- _Exercise task_:
Pick out each line in the items below that contains the word "yellow", and copy those lines.

- _Data listing_:
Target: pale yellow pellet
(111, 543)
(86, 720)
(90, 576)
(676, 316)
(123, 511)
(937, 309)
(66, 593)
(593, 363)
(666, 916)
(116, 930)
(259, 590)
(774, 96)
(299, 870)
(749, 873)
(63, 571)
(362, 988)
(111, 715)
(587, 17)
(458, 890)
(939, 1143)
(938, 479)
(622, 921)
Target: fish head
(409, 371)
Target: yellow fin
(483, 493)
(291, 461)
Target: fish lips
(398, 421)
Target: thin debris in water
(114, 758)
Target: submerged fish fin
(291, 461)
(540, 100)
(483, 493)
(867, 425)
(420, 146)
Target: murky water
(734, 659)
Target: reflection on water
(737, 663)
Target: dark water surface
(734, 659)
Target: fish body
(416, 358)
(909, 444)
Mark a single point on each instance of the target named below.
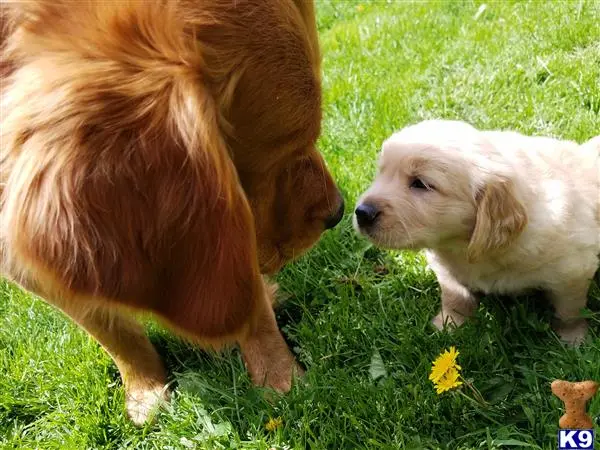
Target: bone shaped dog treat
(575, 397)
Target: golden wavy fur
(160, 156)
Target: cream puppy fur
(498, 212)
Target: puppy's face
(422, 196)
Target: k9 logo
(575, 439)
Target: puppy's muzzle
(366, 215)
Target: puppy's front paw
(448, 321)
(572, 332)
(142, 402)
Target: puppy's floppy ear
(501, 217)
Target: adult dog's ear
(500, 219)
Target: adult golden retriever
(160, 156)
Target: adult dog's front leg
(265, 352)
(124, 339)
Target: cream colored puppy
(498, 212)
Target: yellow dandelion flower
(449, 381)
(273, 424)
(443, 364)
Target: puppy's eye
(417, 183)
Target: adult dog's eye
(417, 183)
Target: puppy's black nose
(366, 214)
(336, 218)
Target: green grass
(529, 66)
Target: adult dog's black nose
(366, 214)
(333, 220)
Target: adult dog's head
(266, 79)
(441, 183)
==
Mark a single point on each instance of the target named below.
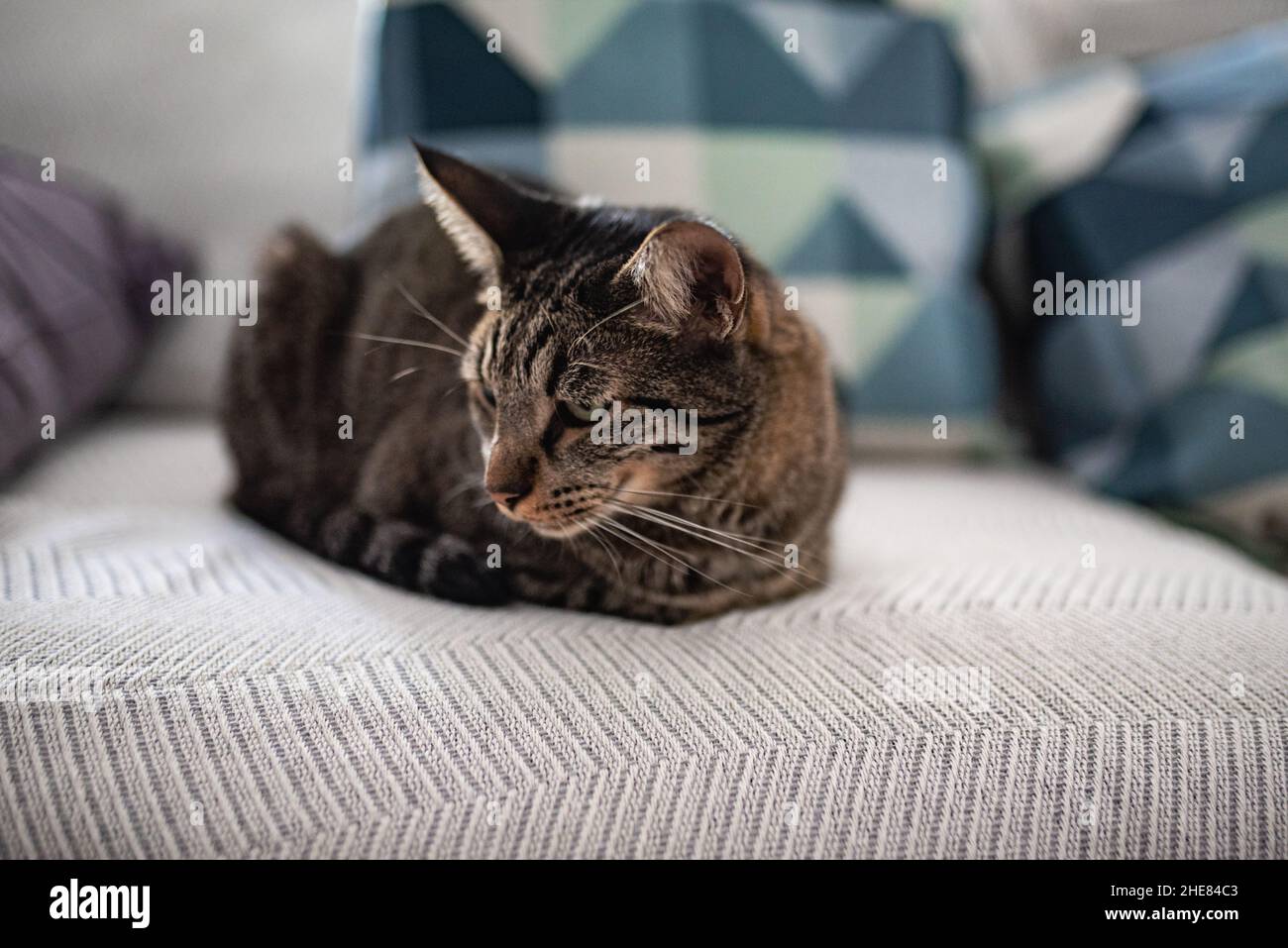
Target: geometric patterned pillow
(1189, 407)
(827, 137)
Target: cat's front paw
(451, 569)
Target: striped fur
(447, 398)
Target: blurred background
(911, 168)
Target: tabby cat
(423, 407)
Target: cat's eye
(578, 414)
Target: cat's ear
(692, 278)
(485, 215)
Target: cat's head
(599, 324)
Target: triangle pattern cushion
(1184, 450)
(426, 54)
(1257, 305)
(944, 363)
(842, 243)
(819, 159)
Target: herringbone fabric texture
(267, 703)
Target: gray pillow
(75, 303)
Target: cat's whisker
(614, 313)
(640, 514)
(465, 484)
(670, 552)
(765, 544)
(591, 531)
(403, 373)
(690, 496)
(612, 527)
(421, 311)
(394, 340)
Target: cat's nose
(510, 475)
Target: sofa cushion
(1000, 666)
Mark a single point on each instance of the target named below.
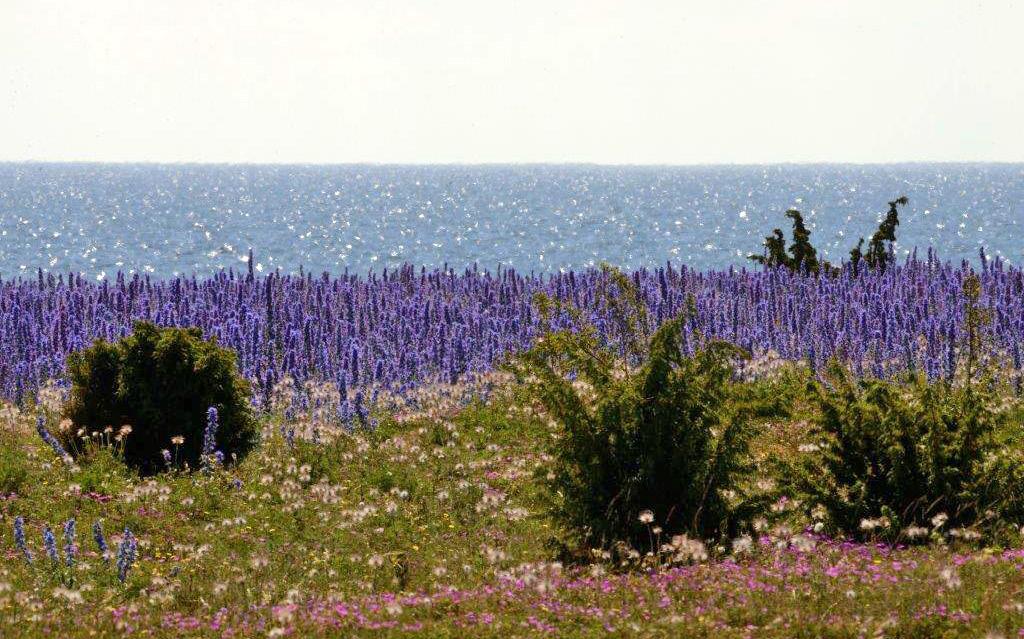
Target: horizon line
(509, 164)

- _Response to the task_:
Target: pale yellow pellet
Target: yellow fin
Target: yellow dandelion flower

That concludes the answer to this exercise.